▸ **Problem to work on**: Copy out every one of the following rows word for word, in the order given.

** start Exercise data **

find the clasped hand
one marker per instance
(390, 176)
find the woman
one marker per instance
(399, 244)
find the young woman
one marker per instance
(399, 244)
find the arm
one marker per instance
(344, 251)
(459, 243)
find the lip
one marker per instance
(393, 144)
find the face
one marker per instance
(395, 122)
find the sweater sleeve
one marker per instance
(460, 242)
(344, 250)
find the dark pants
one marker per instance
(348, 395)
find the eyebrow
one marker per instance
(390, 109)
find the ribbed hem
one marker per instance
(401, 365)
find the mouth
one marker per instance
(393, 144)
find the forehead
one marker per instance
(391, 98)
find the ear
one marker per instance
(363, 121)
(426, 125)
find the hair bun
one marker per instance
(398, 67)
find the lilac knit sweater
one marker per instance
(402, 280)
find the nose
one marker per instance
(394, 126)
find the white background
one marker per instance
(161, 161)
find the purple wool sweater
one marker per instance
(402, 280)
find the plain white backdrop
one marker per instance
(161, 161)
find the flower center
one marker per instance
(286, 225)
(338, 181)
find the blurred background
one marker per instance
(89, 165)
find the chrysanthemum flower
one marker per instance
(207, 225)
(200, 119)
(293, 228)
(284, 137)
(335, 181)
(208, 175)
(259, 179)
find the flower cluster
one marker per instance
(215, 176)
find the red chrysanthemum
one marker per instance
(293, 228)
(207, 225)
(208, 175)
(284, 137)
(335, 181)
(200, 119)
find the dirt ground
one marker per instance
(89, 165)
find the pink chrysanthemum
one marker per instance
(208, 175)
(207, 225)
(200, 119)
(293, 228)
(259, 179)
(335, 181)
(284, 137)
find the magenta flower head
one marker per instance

** end Exercise data **

▸ **The output**:
find the clasped hand
one marker per instance
(390, 176)
find the woman
one marker per instance
(399, 244)
find the young woman
one marker per instance
(399, 244)
find the arm
one marker per instance
(344, 251)
(459, 243)
find the lip
one marker per instance
(393, 144)
find the face
one marker per instance
(395, 122)
find the sweater sleeve
one marker per instance
(460, 242)
(344, 250)
find the dark pants
one marker per instance
(348, 395)
find the eyebrow
one marker per instance
(390, 109)
find the ribbed hem
one marker per instance
(401, 365)
find the mouth
one marker per instance
(393, 144)
find the forehead
one marker per instance
(391, 98)
find the ear
one marker per instance
(363, 121)
(426, 125)
find the hair bun
one marker per instance
(398, 67)
find the lilac knit sweater
one marker per instance
(402, 280)
find the nose
one marker per instance
(394, 126)
find the white background
one marker per instance
(161, 161)
find the purple wool sweater
one marker per instance
(402, 280)
find the plain white backdrop
one marker per instance
(161, 161)
find the flower center
one marker per instance
(286, 225)
(338, 181)
find the blurred background
one marker per instance
(89, 165)
find the chrysanthemum flower
one marker per instance
(207, 225)
(200, 119)
(293, 228)
(284, 137)
(335, 181)
(208, 175)
(259, 179)
find the flower cluster
one marker per instance
(215, 176)
find the red chrysanthemum
one marker per instance
(293, 228)
(207, 225)
(208, 175)
(284, 137)
(335, 181)
(200, 119)
find the dirt ground
one marker per instance
(89, 165)
find the pink chrysanthemum
one marker per instance
(208, 175)
(207, 225)
(200, 119)
(293, 228)
(259, 179)
(335, 181)
(284, 137)
find the magenta flower head
one marker per instance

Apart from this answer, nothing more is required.